- PASSAGE TO READ -
A reader will not find it easy to put up with the ‘hero’ of a long narrative who proves to be an absolutely unmitigated scoundrel.

Alter, Rogue's Progress

A caricature does not remain interesting to the length of six hundred pages.

Boynton, ‘Mrs. Wharton's Manner’

Edith Wharton's The Custom of the Country is usually regarded generically as a picaresque novel. But a novel cannot be considered picaresque without a picaroon. Undine Spragg is anything but a picaroon, who, by definition, survives by her wits; tends towards criminal behaviour of a financially remunerative nature, but never causes physical harm; explores the various customs and cultures of the society into which she is inserted through the episodic nature of the text and her malleable identity; brings a complete sense of ingenuousness, so that the impressions garnered on her travels through the cultural country may be left to the reader for judgement and evaluation. Ultimately, the picaroon is a charming rogue who succeeds; however, Undine is witless, vicious in her narcissism, careers from one tier of upper-class society to another, completely disingenuous, ruthless, distasteful to the reader and, ultimately, a failure. She is not the subject of The Custom of the Country, nor is she an agent of the customs or the country.

- PROVIDED RECORDS -
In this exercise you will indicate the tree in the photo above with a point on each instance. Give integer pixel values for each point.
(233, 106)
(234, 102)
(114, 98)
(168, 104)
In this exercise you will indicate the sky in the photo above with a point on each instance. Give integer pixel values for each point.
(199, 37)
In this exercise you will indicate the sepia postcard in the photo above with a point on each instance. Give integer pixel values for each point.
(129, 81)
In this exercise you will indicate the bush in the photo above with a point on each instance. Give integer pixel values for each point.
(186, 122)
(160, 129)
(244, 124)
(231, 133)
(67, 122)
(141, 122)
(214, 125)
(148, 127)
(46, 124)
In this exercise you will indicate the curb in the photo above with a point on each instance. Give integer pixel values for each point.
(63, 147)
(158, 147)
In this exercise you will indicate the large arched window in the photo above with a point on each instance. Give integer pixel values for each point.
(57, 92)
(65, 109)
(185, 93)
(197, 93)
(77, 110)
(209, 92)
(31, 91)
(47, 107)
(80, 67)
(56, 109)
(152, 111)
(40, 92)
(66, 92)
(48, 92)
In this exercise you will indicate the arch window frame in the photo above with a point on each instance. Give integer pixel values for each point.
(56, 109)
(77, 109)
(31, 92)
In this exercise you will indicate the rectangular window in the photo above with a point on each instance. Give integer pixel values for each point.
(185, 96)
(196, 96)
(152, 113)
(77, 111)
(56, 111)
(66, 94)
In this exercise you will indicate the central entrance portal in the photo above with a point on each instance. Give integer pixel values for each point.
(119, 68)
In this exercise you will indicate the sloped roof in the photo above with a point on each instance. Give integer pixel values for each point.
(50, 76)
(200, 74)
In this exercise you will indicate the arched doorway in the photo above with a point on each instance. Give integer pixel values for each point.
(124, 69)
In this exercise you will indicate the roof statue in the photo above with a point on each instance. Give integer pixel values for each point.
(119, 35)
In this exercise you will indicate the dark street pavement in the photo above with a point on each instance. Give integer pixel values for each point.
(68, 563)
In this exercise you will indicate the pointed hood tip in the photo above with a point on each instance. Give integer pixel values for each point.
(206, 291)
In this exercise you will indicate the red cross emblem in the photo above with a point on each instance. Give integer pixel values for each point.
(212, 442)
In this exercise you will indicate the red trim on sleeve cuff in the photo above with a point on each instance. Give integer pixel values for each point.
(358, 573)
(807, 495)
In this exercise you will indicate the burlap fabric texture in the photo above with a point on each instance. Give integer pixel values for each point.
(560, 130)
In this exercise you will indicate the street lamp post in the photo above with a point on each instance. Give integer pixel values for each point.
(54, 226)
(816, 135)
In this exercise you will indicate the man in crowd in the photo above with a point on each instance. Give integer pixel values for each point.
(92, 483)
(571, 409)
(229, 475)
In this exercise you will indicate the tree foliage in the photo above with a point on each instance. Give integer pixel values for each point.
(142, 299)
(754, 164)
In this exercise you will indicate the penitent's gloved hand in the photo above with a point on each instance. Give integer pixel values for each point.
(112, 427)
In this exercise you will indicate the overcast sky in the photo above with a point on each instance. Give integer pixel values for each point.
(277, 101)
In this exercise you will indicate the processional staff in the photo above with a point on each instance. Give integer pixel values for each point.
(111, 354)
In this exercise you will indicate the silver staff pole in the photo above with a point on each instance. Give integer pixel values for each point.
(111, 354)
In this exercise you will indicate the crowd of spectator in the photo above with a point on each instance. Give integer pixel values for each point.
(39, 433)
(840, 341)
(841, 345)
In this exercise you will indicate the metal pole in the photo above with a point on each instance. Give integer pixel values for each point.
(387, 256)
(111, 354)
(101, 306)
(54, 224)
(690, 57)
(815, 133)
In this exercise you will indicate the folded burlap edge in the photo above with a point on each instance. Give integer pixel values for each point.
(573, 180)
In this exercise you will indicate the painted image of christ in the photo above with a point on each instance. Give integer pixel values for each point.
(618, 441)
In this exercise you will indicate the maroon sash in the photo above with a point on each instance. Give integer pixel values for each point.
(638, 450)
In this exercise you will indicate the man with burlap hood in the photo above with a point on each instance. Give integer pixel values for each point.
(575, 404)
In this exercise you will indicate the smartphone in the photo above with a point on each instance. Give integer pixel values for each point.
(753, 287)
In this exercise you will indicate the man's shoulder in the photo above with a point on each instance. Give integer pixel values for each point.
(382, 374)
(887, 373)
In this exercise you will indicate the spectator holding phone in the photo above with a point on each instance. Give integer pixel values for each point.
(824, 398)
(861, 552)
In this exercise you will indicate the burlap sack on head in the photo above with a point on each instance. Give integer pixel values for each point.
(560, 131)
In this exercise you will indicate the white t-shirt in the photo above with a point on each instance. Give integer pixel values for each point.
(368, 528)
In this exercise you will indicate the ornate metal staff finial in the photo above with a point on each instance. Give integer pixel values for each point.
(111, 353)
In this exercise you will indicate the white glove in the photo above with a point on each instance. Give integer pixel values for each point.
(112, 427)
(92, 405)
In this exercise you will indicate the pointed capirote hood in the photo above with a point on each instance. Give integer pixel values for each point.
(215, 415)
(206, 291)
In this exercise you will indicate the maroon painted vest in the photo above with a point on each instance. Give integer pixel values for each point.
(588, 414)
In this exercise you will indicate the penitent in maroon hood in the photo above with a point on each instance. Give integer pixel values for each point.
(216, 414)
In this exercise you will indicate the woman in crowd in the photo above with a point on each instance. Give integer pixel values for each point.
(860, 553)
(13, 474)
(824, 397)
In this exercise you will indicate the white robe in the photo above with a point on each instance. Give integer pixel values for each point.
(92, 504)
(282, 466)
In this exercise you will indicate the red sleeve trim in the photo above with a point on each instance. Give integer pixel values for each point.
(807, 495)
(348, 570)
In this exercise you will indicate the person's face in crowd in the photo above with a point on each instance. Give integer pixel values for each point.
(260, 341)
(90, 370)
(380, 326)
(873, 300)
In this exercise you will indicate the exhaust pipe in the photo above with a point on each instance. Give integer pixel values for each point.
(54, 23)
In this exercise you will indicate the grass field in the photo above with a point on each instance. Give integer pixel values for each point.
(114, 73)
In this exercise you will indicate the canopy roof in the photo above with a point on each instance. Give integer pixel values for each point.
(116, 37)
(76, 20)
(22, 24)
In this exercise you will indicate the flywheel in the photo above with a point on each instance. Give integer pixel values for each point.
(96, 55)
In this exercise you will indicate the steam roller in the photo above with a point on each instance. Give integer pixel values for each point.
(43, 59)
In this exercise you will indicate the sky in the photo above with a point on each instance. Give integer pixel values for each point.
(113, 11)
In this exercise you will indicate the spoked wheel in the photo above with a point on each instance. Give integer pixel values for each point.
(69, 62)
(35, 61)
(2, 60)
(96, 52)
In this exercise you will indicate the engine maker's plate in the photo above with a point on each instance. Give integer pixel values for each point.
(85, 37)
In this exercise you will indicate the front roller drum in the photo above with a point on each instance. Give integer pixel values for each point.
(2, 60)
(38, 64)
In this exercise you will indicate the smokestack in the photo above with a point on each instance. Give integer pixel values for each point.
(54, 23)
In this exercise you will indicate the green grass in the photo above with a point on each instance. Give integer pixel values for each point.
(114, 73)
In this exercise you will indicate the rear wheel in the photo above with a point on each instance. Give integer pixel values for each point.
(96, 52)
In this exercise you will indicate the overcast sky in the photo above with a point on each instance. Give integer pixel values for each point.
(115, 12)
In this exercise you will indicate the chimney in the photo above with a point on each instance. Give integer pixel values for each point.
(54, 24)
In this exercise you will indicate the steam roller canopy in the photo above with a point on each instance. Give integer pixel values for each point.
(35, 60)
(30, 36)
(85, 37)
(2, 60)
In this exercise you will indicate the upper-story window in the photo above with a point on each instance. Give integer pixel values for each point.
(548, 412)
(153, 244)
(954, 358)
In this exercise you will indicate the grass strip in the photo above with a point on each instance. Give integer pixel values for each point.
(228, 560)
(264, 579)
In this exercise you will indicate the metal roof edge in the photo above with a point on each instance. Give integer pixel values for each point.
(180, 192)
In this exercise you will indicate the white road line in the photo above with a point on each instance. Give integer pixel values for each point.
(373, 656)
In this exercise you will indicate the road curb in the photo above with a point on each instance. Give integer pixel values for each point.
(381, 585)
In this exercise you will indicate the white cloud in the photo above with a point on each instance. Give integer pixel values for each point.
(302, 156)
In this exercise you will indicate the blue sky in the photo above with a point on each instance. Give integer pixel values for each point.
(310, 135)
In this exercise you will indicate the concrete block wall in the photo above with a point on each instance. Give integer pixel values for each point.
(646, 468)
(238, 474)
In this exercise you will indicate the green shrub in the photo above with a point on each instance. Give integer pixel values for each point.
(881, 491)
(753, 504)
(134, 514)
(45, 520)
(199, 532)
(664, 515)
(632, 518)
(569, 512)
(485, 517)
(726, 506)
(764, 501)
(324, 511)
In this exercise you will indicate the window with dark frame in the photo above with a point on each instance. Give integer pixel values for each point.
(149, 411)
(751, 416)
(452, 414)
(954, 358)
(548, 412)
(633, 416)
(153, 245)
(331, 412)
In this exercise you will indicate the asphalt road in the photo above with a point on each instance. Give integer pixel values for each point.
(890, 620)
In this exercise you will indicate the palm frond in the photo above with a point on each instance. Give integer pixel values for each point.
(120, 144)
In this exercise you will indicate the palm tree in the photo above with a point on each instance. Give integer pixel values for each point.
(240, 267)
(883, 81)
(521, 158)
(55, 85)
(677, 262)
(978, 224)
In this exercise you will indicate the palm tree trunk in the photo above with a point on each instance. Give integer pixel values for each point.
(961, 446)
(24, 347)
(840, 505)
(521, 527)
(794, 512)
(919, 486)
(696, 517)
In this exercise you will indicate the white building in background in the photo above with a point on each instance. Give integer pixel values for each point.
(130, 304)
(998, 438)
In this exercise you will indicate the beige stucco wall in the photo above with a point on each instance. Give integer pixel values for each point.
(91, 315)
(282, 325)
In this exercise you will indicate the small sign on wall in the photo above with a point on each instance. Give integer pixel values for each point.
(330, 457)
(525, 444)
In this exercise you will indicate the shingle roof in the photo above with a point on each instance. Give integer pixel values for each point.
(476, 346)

- AIM -
Reproduce the passage on The Custom of the Country between "A reader will" and "six hundred pages.", inclusive, substituting "villain" for "scoundrel".

- SOLUTION TO THIS PROBLEM -
A reader will not find it easy to put up with the ‘hero’ of a long narrative who proves to be an absolutely unmitigated villain.

Alter, Rogue's Progress

A caricature does not remain interesting to the length of six hundred pages.